Every record below needs to be retyped exactly as it appears.

□ □ □

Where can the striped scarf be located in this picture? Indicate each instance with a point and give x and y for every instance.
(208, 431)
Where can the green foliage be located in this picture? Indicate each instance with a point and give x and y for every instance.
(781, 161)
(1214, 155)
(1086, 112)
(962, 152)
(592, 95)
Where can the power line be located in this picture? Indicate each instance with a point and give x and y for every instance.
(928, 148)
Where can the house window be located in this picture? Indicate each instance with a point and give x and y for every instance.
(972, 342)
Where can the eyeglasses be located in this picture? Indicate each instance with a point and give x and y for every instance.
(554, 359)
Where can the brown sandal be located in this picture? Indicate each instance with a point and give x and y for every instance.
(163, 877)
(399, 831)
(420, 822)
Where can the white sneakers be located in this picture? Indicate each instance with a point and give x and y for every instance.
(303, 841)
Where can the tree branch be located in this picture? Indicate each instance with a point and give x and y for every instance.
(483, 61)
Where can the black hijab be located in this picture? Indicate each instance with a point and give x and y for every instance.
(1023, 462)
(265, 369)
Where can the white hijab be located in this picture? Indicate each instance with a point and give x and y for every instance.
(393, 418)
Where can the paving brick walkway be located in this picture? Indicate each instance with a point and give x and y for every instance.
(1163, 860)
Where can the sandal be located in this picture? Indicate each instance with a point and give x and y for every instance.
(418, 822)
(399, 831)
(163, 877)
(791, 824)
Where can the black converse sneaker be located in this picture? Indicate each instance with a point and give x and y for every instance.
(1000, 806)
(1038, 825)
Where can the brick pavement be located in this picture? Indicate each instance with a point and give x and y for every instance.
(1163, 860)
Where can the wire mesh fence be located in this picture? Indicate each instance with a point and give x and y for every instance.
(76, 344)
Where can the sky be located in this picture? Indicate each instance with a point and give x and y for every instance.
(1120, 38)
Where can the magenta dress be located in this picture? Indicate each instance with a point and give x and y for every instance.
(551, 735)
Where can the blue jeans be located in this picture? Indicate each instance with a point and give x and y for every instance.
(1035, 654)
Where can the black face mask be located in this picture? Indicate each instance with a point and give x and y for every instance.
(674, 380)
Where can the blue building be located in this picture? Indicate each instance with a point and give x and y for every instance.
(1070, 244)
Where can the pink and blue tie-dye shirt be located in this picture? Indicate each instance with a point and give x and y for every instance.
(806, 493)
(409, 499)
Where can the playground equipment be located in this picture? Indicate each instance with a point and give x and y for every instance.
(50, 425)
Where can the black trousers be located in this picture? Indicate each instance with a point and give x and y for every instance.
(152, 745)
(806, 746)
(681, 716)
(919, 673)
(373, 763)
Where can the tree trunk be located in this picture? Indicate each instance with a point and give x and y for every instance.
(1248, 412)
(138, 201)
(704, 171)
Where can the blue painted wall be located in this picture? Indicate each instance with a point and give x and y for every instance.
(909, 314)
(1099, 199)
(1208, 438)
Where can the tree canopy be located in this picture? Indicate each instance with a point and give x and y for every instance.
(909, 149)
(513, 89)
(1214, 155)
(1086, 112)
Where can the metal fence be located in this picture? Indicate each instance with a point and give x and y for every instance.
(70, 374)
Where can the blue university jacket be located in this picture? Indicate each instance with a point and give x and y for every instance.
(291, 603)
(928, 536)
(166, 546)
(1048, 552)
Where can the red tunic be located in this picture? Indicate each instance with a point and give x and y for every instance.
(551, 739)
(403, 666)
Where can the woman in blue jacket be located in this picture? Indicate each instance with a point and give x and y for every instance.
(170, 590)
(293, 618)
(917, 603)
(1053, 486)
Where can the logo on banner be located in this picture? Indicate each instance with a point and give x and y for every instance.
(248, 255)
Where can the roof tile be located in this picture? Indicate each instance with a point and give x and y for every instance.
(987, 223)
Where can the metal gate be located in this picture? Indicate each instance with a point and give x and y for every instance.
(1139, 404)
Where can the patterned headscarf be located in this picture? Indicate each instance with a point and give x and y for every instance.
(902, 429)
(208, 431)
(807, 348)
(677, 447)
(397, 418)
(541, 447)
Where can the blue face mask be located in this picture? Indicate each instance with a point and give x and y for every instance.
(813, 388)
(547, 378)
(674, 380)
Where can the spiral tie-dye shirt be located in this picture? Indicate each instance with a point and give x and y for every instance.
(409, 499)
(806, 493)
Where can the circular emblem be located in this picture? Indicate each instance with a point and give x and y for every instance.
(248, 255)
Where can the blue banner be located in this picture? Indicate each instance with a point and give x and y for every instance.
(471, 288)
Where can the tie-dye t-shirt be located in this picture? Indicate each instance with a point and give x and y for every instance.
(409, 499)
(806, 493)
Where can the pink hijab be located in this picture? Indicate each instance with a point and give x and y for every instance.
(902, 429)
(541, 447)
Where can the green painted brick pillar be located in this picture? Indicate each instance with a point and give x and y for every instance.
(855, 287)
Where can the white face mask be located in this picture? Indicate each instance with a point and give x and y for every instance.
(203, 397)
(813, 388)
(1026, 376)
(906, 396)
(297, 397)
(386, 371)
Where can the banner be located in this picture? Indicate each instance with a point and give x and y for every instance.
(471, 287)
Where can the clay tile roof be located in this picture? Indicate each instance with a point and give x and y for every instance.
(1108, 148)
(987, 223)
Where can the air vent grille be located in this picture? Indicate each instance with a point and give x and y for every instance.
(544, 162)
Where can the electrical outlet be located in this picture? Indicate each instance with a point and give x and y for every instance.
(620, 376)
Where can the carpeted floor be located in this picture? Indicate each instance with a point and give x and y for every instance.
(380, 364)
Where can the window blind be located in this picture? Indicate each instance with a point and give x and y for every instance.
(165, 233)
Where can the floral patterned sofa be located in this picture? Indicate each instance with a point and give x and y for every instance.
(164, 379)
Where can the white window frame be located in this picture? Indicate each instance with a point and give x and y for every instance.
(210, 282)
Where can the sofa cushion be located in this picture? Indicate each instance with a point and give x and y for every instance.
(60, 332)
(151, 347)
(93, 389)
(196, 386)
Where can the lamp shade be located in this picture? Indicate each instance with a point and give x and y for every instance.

□ □ □

**Solution to the problem:**
Where can the striped scarf be located in this picture? Indicate each instance with a point and give x and y for every instance.
(208, 431)
Where can the green foliage be located in this picture? Indicate each instance with a point and give x and y for every instance.
(781, 161)
(1214, 155)
(1086, 112)
(962, 152)
(592, 95)
Where can the power line be located in this picture? Indicate each instance with a point and give x and y for every instance.
(928, 148)
Where can the house window be located in this picture? Indicate each instance with a point and give x and y for every instance.
(972, 342)
Where can the eyeglasses be located in this picture? Indicate each instance with a point and give x and y for every instance.
(554, 359)
Where can the brown sandal be located in this picture? Indicate each instance with a point and give x and y for every instance.
(163, 877)
(399, 831)
(420, 822)
Where can the white sneakers be located in this picture? Indicate each instance with a point and give x and y for every instance.
(303, 841)
Where can the tree branch be located in this picture? Indicate each instance with a point and give x and y for every instance.
(483, 61)
Where can the black hijab be located in this picture? Indicate each instance with a point and give x and y for every instance.
(1023, 462)
(265, 369)
Where can the white hijab be located in this picture? Indicate each instance with a point and give x and y for every instance.
(393, 418)
Where can the paving brick walkway be located in this picture? Indicate each instance with a point and give x and y for every instance.
(1163, 860)
Where can the sandal be located in this picture? Indicate each instance with a point and give x and y for every instance.
(418, 822)
(399, 831)
(163, 877)
(791, 824)
Where can the black converse sneaker be located in this picture? Indicate each instance with a point and give x and y for every instance.
(1000, 806)
(1038, 825)
Where can the brick pavement be located in this picture? Indicate each instance with a point and give x and y for every instance.
(1163, 860)
Where can the wire mesh fence be located in this picture? Indicate each instance with a point and give x and y for every instance.
(76, 344)
Where can the sky be located in this picture? Indicate each instance with a point and give x and y for every instance.
(1120, 38)
Where can the magenta dress be located in this picture? Indicate each instance with a point and give x and y for every instance.
(551, 735)
Where can the blue jeans be located in this picture? Indicate each instance with a point and give x and y for every instance.
(1035, 654)
Where can the black face mask be located in this picture? Indicate each instance with a point and give x and y for every instance.
(674, 380)
Where can the blue building be located in this picture? Indicate each instance with a point and give x and y for every instance.
(1070, 244)
Where can the pink and blue tie-dye shirt be located in this picture? Indicate each instance with a point and give x and y for every instance.
(806, 493)
(409, 499)
Where can the playground equipment be located in this picture? Indicate each instance with a point and give x and y for every instance.
(50, 425)
Where can the black trousers be located in this picture? Indicate each instance with a point and give x and y for every instance.
(152, 745)
(806, 746)
(681, 716)
(919, 673)
(373, 763)
Where can the tree trunk be located in this picture? Indicate each instance with a point and give x and y for every instance.
(1248, 412)
(138, 201)
(704, 171)
Where can the blue painted wall be located in this picture? Indicate each instance with a point and give x and y for every instance.
(909, 314)
(1099, 199)
(1208, 438)
Where can the tree canopy be located in this picture? Indicate each instance with a point and give x and y for every instance.
(909, 149)
(513, 89)
(1214, 155)
(1086, 112)
Where can the metal fence be located in this picture? Indicate each instance with a point and give x and y for every instance.
(70, 374)
Where can the blue university jacket be located in this picture? Indicate each instance with a point and give x and y for every instance.
(291, 603)
(928, 536)
(166, 546)
(1048, 552)
Where can the red tunic be located in this picture? Indicate each instance with a point and give x and y for every instance.
(551, 739)
(403, 666)
Where can the woman in blue jacket be located in this picture? Indicate each instance with a point and give x and y for every instance.
(170, 590)
(293, 618)
(917, 603)
(1053, 486)
Where can the logo on banner be located in this picture? Indicate each instance with a point and give x and y for every instance.
(248, 255)
Where can the roof tile be located in this picture? Indicate each instance with a point and give x and y for every instance.
(987, 223)
Where can the metal gate be located in this picture? Indicate each instance with a point and give x and y for every instance.
(1139, 404)
Where can the patterned headscarf be located in this picture? Indicate each instance with a point and give x and y for every instance.
(902, 429)
(208, 431)
(807, 348)
(677, 447)
(397, 418)
(541, 447)
Where can the blue face mask be located in this picture? Indicate each instance with a point and give x and y for every instance.
(813, 388)
(547, 378)
(674, 380)
Where can the spiral tie-dye shirt be located in this picture? Indicate each instance with a point and give x and y for every instance.
(409, 499)
(806, 493)
Where can the circular emblem be located in this picture? Indicate each instance with a point and give x and y for every instance.
(248, 255)
Where can the blue banner be located in this picture? Indicate each instance with a point and give x and y for every instance.
(471, 288)
Where can the tie-dye t-shirt be located in this picture? Indicate each instance with a point and give x and y for every instance.
(409, 499)
(806, 493)
Where can the pink hijab be located in this picture? Indicate each instance with a point and give x and y for every instance.
(902, 429)
(541, 447)
Where can the green painted brick pillar be located in this picture? Indicate each instance with a point and give x and y for every instance.
(855, 287)
Where can the white face mask be located in this picture? Indicate each instance with a point and give x and y for every instance.
(203, 397)
(813, 388)
(1026, 376)
(906, 396)
(297, 397)
(386, 371)
Where can the banner be located in this picture? Indicate each instance with a point and give x and y for every instance.
(471, 287)
Where can the clay tile roof be located in this picture? Indicate each instance with a point and give x and y for every instance.
(1108, 148)
(987, 223)
Where can the air vent grille be located in this picture? Indicate each instance with a point and give x and y for every instance.
(544, 162)
Where can the electrical outlet be located in this picture? Indicate each instance with a point and give x and y for every instance.
(620, 376)
Where can the carpeted floor be located in this picture? Indicate each instance with a point and give x and y for every instance.
(380, 364)
Where can the window blind be located in this picture? Indicate each instance with a point and give x and y for every instance.
(165, 233)
Where can the floral patterned sofa be located in this picture? Indicate each instance with a point and give x and y for every instance.
(164, 379)
Where can the white window frame be located in this picture? Indicate each instance with a point and give x and y for every instance.
(210, 282)
Where can the sofa cushion be located in this picture? Indicate each instance with a point and give x and y for every instance.
(60, 332)
(151, 347)
(93, 389)
(196, 386)
Where can the lamp shade be located in this picture? Indicate each instance with a point and give x and y for every instance.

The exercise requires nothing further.